**Information given:**
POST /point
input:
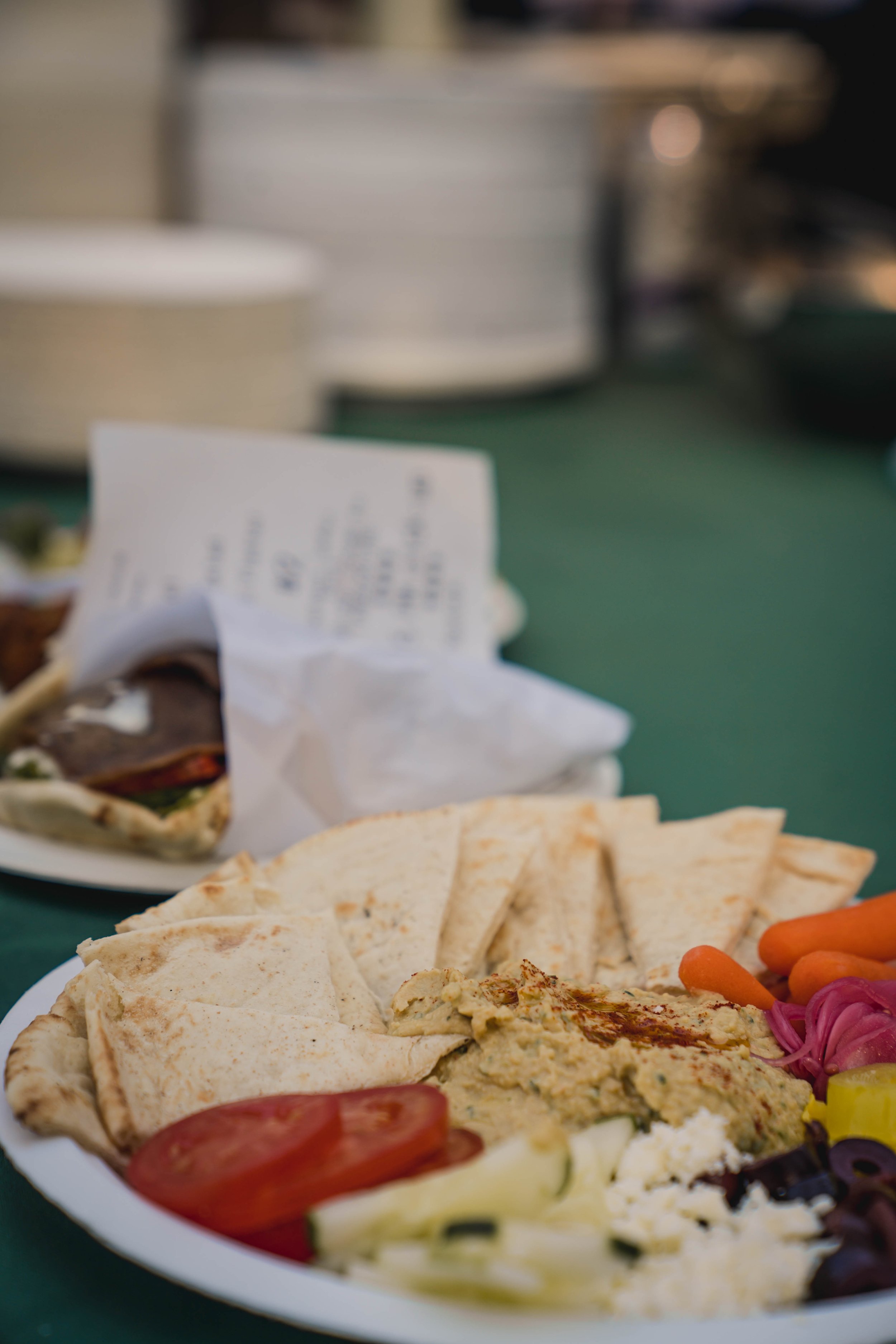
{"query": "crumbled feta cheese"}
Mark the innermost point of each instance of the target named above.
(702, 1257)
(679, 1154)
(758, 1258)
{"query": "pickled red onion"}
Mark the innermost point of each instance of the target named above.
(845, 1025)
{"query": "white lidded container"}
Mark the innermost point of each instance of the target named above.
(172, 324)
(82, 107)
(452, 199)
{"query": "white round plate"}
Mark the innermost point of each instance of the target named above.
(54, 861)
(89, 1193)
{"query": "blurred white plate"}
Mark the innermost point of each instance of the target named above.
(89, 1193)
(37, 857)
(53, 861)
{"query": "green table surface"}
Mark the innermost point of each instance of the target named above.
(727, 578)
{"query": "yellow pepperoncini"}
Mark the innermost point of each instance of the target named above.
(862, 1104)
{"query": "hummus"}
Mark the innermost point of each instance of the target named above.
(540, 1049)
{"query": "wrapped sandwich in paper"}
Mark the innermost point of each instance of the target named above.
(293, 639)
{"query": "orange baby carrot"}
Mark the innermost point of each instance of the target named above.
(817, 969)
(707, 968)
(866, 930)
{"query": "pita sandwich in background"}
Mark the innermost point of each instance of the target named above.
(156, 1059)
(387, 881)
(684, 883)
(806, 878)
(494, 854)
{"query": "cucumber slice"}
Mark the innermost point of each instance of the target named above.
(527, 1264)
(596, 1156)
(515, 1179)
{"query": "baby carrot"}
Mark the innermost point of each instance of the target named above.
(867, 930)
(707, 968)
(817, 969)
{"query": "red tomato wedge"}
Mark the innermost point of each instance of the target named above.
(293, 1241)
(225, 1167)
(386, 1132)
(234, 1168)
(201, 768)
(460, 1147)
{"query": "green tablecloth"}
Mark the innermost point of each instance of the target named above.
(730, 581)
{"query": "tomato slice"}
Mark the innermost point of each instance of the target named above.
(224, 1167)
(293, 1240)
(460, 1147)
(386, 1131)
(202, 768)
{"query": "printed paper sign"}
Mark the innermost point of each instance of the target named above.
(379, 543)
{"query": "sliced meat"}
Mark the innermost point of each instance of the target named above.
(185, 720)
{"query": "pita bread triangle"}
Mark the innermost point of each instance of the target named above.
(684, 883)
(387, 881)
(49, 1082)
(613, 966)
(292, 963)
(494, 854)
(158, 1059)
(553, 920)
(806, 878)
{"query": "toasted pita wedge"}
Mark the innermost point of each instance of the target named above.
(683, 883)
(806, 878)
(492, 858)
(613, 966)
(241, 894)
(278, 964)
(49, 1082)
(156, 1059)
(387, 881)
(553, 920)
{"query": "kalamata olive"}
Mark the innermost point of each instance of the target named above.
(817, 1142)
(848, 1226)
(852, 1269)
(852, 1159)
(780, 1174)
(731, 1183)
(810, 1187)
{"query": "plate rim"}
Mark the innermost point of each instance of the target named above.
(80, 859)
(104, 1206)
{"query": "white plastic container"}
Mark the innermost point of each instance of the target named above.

**Directions:** Your answer should consist of the lines from the material that contain "plate".

**Finished task:**
{"query": "white round plate"}
{"query": "blurred white plate"}
{"query": "plate rim"}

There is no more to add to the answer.